**DATA RECORDS**
--------------------

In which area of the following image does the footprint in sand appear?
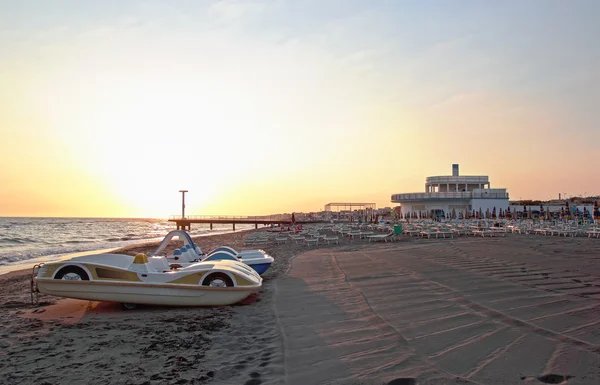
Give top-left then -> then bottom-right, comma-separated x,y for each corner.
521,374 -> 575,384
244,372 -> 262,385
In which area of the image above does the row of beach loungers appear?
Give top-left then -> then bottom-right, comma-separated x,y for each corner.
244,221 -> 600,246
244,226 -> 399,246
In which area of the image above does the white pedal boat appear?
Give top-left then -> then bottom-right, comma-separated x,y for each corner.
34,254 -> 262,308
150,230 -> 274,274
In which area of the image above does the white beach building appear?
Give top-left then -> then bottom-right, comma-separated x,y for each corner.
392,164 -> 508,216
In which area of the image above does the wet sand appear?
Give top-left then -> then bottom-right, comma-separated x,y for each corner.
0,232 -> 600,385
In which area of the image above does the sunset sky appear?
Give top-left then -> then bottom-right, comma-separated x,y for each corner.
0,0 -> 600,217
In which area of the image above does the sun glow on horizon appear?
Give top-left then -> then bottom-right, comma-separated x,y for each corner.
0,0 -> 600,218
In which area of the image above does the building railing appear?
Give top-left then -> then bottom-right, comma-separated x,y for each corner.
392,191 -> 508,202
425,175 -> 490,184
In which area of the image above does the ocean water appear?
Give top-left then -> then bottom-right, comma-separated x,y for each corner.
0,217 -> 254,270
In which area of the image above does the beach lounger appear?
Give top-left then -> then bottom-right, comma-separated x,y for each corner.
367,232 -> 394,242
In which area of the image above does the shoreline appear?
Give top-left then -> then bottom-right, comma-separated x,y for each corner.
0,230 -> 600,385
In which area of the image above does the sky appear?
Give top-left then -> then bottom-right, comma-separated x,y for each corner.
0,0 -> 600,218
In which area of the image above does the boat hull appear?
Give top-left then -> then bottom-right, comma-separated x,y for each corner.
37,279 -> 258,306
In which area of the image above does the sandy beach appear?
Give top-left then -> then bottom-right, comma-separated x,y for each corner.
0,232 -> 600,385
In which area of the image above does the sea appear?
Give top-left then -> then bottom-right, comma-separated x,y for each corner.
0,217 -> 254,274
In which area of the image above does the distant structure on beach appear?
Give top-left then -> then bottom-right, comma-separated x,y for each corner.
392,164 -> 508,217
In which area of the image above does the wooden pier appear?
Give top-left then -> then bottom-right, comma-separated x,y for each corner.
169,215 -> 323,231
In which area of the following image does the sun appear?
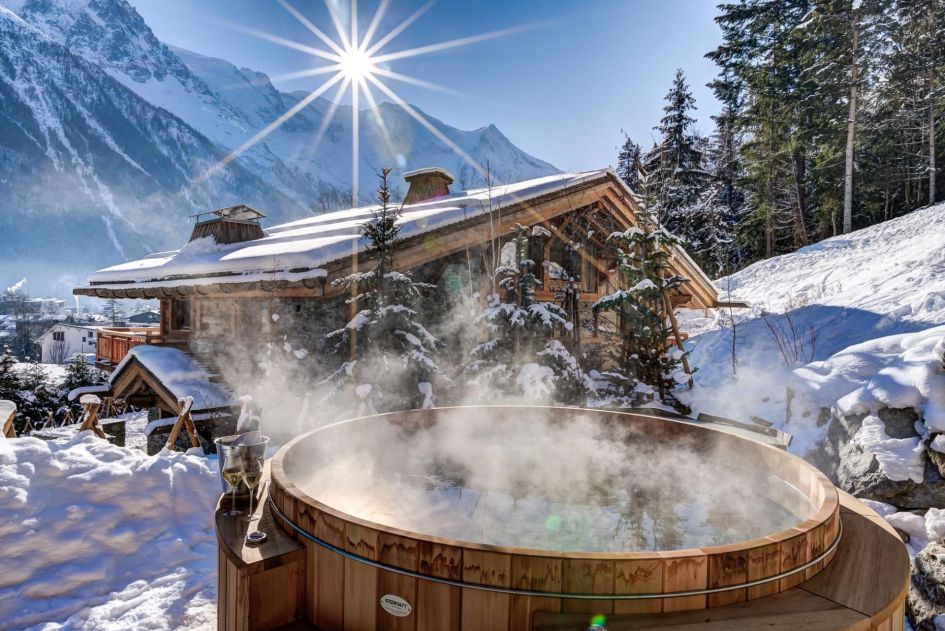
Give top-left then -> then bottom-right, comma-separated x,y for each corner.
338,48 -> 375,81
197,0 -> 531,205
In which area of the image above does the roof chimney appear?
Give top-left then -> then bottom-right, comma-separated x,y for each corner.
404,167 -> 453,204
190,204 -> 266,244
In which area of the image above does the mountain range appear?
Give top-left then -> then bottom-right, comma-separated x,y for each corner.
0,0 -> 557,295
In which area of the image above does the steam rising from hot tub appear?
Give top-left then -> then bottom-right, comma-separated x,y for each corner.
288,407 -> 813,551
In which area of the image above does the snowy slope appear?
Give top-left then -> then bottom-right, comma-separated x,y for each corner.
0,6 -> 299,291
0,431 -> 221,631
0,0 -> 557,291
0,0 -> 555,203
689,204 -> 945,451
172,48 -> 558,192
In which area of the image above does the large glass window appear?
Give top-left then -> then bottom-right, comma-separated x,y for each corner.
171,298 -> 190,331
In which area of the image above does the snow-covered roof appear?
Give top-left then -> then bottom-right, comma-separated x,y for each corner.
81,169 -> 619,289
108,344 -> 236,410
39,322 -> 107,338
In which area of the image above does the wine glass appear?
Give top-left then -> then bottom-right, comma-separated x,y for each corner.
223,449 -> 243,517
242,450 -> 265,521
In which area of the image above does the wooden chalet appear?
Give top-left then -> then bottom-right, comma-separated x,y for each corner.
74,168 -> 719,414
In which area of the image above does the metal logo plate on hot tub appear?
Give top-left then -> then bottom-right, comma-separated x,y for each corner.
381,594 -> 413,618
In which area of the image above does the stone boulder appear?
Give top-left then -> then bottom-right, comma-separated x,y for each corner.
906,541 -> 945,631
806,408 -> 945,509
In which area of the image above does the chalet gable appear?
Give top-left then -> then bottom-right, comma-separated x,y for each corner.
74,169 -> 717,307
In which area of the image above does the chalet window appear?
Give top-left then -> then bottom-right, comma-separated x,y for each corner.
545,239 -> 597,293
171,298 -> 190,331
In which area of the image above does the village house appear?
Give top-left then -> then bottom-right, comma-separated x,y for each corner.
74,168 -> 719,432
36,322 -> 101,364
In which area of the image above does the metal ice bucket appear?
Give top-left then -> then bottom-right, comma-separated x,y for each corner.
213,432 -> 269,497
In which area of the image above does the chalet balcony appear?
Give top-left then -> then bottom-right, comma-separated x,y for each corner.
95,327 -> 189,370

--------------------

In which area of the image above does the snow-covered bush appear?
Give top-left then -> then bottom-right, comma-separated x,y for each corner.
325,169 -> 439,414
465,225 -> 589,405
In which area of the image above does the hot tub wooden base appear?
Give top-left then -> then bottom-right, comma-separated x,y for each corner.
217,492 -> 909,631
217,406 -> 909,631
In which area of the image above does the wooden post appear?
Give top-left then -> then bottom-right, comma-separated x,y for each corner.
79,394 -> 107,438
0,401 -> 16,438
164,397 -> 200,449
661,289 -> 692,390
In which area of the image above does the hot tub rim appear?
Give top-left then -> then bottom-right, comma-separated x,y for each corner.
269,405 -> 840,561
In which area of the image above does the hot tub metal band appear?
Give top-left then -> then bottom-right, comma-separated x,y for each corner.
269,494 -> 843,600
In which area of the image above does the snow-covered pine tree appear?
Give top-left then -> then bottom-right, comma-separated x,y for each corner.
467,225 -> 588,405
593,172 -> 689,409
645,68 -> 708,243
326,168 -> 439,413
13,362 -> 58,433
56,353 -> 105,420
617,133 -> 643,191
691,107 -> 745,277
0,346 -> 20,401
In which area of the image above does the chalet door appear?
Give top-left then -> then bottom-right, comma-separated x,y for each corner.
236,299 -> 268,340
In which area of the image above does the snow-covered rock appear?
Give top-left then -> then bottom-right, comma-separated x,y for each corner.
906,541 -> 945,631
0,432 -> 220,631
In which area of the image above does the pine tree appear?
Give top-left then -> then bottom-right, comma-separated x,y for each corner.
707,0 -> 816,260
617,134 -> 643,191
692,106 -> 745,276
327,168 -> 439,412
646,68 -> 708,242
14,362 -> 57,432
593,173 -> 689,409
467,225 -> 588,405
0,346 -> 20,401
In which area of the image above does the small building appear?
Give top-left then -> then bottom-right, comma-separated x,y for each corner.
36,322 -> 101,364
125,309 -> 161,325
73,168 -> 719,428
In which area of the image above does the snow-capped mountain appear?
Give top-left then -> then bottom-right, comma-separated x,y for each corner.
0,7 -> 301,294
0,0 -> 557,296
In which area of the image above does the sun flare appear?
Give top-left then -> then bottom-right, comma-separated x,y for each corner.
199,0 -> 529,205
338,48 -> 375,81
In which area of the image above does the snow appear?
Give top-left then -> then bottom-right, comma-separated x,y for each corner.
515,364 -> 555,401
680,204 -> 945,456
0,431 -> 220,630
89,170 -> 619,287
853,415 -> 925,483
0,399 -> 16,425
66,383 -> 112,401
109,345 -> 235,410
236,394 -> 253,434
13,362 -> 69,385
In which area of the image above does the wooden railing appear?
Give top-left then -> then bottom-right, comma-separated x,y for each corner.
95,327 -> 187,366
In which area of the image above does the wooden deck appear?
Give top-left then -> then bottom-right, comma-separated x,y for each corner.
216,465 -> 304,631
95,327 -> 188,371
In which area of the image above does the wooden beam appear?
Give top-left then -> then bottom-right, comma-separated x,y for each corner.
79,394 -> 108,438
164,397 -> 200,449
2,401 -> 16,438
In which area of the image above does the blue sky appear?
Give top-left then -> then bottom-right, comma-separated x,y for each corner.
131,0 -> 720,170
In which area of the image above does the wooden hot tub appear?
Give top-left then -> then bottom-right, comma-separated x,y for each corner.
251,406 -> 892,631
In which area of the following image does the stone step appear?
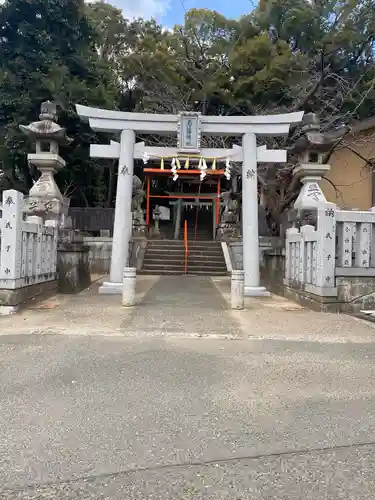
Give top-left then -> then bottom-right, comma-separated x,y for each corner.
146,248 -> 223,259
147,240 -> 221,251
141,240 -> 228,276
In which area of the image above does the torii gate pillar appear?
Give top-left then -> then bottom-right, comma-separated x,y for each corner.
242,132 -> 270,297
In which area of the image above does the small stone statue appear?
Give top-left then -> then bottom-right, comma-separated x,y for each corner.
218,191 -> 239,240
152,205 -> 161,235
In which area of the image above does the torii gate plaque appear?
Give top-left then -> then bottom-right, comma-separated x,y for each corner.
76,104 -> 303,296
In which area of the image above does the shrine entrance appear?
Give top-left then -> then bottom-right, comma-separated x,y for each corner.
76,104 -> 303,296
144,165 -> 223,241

--------------------

**WHAT YOU SHOULD DO**
Rewrite the stretch of items above from the line containing "In which area of the image above does the wooden chalet" through the line containing "95,327 -> 189,370", changing "chalet" to "cabin" wherever it occurs and leaving everything else untouched. Return only those lines.

**SOLUTION TO THIS EXERCISE**
In which area of the image above does the wooden cabin appear?
Give top-left then -> then bottom-right, comma-separated x,y for each corner.
74,168 -> 719,414
In which area of the image above does the metal logo plate on hot tub appear?
Give top-left then -> then bottom-right, comma-separated x,y for each corner.
381,594 -> 413,618
In which area of the image above does the stone boulder appear?
Give top-left then -> then bottom-right, comma-separated x,y for each corner.
906,541 -> 945,631
806,408 -> 945,509
In which area of the image above does the cabin gable appear?
Give top-left then -> then bottom-right, comma-separated x,y for each corner.
74,169 -> 717,307
In which area of the image above does the cabin window appear?
Give top-left then -> then bottom-right, comma-separated x,y for each corner.
545,239 -> 597,293
171,298 -> 190,331
In which area of the image above does the village house appear?
Give top-left then -> then bottom-right, comma-separated x,y for each corner.
74,168 -> 719,432
36,322 -> 101,364
In which area of the image above does the metal ice bucket appear?
Give top-left then -> then bottom-right, comma-separated x,y for each corner.
213,432 -> 269,497
In which area of the image above does the cabin balcony appear?
Give top-left then -> then bottom-right, comma-separated x,y for each corner.
95,327 -> 189,370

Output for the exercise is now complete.